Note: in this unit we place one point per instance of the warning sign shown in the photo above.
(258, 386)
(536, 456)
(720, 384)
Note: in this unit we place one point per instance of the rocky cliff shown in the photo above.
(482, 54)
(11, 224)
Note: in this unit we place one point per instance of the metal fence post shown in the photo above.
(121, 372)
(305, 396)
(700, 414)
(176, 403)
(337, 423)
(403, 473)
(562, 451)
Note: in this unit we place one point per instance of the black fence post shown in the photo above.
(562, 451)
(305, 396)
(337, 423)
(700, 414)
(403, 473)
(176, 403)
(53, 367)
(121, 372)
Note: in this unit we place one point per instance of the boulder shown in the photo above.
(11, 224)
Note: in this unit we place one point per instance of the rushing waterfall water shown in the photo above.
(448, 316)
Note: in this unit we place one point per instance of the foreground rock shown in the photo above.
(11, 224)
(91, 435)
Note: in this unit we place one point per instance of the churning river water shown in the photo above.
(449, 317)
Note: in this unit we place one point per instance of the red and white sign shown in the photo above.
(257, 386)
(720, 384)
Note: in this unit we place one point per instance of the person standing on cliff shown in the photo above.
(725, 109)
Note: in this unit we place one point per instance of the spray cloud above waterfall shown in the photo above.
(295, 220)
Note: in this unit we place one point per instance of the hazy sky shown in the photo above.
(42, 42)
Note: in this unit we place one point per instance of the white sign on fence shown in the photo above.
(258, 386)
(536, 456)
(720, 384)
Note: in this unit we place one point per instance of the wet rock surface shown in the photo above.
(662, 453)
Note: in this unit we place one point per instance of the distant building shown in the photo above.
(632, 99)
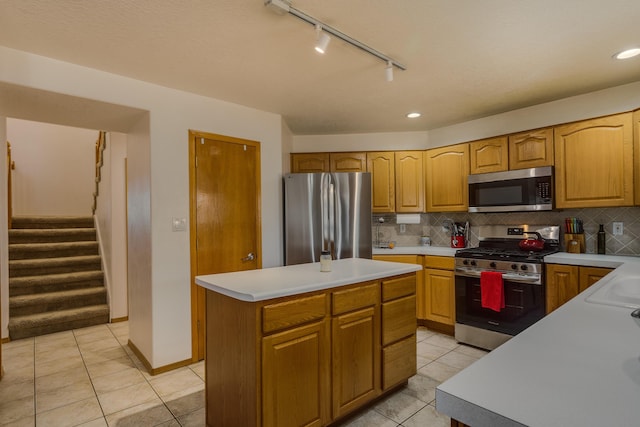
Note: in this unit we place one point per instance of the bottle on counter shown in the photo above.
(602, 239)
(325, 261)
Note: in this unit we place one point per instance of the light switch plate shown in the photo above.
(178, 224)
(618, 228)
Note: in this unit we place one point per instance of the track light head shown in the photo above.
(322, 40)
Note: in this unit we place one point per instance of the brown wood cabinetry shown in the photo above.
(381, 165)
(421, 299)
(564, 282)
(489, 155)
(308, 359)
(409, 181)
(531, 149)
(309, 162)
(594, 162)
(348, 162)
(440, 289)
(446, 172)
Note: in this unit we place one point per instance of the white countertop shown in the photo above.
(416, 250)
(578, 366)
(268, 283)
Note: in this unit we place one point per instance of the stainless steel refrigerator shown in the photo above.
(326, 211)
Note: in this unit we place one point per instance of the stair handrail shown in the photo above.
(101, 144)
(11, 165)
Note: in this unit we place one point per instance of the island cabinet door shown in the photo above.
(296, 377)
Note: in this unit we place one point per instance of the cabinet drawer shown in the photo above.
(398, 362)
(440, 262)
(398, 287)
(293, 312)
(355, 298)
(398, 319)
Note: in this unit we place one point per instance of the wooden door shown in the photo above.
(295, 377)
(590, 275)
(309, 162)
(381, 165)
(446, 171)
(531, 149)
(348, 162)
(594, 162)
(440, 290)
(409, 181)
(562, 284)
(489, 155)
(225, 215)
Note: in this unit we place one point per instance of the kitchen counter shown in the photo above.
(268, 283)
(416, 250)
(578, 366)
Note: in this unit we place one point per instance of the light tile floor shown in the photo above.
(90, 377)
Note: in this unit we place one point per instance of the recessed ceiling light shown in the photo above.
(629, 53)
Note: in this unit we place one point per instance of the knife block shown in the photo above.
(574, 243)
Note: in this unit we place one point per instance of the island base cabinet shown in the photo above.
(295, 377)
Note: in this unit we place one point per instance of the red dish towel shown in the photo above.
(492, 290)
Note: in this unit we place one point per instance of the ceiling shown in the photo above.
(465, 59)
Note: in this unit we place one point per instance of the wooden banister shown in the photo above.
(10, 166)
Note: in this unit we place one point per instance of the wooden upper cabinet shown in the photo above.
(594, 162)
(446, 172)
(489, 155)
(381, 164)
(348, 162)
(309, 162)
(409, 181)
(531, 149)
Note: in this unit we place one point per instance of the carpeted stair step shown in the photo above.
(33, 267)
(55, 282)
(51, 235)
(55, 301)
(51, 250)
(52, 222)
(47, 323)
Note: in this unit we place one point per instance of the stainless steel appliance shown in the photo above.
(326, 211)
(512, 191)
(522, 277)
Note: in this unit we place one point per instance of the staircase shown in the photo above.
(55, 276)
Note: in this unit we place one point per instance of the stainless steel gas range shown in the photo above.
(521, 273)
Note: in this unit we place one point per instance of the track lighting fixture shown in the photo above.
(322, 39)
(282, 7)
(389, 71)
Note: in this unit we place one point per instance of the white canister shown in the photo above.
(325, 261)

------------------------------------------------------------------------

-- Goal of the exercise --
Reproduce only the lines running from the one that contains "step shown in the photo above." to the last line of the records.

-- Answer to the exercise --
Note: in this unit we place one point per instance of the carpeted stair step shown in the photo above.
(33, 267)
(55, 282)
(51, 235)
(55, 301)
(51, 250)
(52, 222)
(47, 323)
Note: in this unit we place one point per instance of the stainless steel appliance shown in the photo above.
(326, 211)
(512, 191)
(522, 277)
Note: in this unit we place one point per instance of the staircase shown in the photo above.
(55, 276)
Note: in this unit we place one point per instance of the stainless steel gas range shown in the photo above.
(521, 273)
Note: in this unit we place one point per instance of the track lighting fixture shown in the photo above.
(322, 39)
(282, 7)
(389, 71)
Note: in this unit we place one point per instance of the white canister shown in the photo above.
(325, 261)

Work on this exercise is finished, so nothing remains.